• _Exercise requirements_:
Extract the passage of the Microsoft Foundry case study from "UX Research ·" up to and including "2026 (10 weeks)", copying it word for word.

Work About Resume Contact
Overview Research Questions Method Findings Improvements Impact Next Steps Reflection

UX Research · Usability Testing · AI Platform

Microsoft
Foundry

End-to-end usability testing and research driving strategic design improvements for Microsoft's AI developer platform: uncovering critical blockers in the agent-creation flow.

My Role
User Experience Researcher
Team
4 researchers · Microsoft CoreAI
Timeline
Jan – Mar 2026 (10 weeks)
Methods
Moderated Usability Testing · Think Aloud
azure.microsoft.com/en-us/products/ai-foundry
Azure AI Foundry website
Explore the live platform
Role
UX Researcher
Timeline
Jan – Mar 2026
(10 weeks)
Team
Microsoft CoreAI
Cross-functional
Tools
Figma, Lookback,
Dovetail

Introduction

How might we make AI agent creation more intuitive for new developers?

Microsoft Foundry lets students, developers, and startup founders build AI agents for their products. The vision: democratize AI agent creation for people still learning. But vision only matters if users can get through the flow.

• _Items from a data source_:
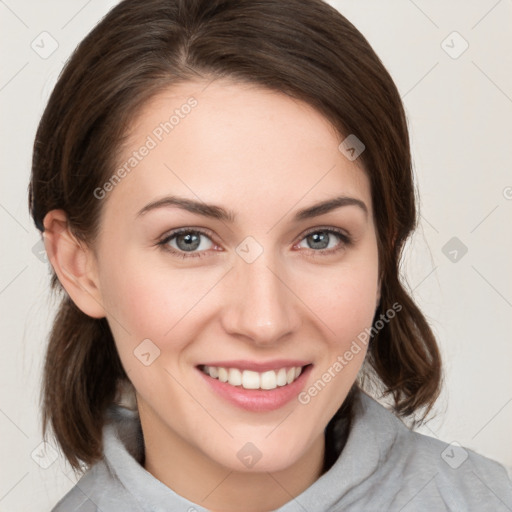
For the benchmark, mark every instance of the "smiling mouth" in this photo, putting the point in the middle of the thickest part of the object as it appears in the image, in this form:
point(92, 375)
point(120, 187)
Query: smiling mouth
point(249, 379)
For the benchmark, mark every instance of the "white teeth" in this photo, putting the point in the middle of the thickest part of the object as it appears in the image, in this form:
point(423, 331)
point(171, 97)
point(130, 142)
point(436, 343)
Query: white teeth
point(249, 379)
point(235, 377)
point(281, 377)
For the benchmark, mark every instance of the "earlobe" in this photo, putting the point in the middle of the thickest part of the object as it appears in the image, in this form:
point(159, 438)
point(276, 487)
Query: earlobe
point(73, 263)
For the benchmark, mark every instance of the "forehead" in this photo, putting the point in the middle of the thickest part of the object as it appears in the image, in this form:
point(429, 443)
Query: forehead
point(236, 144)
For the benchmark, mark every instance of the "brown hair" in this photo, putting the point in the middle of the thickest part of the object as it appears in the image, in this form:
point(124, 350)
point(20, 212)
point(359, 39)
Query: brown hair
point(303, 48)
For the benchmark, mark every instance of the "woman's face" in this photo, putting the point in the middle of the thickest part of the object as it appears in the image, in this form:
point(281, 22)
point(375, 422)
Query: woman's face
point(251, 283)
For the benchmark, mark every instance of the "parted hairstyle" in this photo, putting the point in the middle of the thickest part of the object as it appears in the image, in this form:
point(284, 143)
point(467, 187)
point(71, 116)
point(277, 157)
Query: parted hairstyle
point(302, 48)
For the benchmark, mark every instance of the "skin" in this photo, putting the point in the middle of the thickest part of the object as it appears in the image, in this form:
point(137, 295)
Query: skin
point(264, 156)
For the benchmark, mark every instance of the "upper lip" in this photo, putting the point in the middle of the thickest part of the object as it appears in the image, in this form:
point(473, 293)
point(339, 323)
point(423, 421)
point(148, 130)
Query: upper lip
point(257, 366)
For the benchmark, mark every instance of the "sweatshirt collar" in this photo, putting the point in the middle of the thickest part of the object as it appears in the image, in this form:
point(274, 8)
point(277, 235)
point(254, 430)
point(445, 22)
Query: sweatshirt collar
point(373, 433)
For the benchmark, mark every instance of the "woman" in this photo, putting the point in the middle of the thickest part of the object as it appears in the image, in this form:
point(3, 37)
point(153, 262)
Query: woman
point(224, 190)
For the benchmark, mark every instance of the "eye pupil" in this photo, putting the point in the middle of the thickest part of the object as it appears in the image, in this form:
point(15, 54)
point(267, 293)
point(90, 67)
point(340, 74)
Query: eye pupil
point(320, 239)
point(192, 241)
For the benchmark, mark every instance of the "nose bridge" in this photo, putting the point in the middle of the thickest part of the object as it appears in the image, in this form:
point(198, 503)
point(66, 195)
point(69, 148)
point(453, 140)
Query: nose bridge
point(262, 307)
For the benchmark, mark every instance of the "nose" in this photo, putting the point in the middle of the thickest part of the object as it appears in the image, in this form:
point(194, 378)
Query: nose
point(261, 305)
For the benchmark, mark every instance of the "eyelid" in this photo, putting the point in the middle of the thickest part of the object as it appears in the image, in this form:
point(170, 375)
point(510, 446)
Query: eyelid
point(345, 237)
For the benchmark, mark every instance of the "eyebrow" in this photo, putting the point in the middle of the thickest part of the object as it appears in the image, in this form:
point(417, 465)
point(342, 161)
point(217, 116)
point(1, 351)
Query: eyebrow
point(220, 213)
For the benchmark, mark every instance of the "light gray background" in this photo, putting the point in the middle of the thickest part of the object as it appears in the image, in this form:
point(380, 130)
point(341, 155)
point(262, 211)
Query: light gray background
point(460, 116)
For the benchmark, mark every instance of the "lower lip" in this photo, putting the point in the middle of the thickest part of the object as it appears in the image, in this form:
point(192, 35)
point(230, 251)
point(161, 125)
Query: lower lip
point(258, 400)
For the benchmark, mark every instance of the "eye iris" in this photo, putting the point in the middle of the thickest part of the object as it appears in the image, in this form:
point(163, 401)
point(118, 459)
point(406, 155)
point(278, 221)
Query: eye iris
point(320, 239)
point(192, 241)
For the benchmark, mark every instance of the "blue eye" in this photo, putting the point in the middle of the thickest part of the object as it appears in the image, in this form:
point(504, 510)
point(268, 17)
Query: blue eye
point(188, 242)
point(319, 241)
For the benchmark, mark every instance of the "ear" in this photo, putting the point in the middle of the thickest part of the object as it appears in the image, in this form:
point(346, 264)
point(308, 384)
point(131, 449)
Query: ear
point(74, 263)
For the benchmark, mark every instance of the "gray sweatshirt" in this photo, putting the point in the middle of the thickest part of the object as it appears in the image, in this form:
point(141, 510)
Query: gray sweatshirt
point(384, 466)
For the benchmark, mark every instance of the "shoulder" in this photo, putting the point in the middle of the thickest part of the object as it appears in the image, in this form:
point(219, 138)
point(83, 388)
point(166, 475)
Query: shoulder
point(423, 470)
point(460, 475)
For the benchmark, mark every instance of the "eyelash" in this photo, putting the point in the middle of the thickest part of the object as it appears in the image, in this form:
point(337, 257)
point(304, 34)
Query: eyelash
point(346, 241)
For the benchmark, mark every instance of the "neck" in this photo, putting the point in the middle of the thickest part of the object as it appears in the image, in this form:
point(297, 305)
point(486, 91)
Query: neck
point(191, 474)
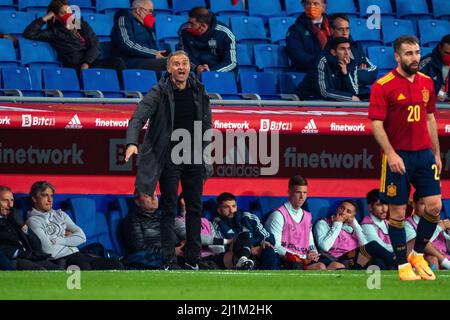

• _Solution to this problem_:
UX Research · Usability Testing · AI Platform

Microsoft
Foundry

End-to-end usability testing and research driving strategic design improvements for Microsoft's AI developer platform: uncovering critical blockers in the agent-creation flow.

My Role
User Experience Researcher
Team
4 researchers · Microsoft CoreAI
Timeline
Jan – Mar 2026 (10 weeks)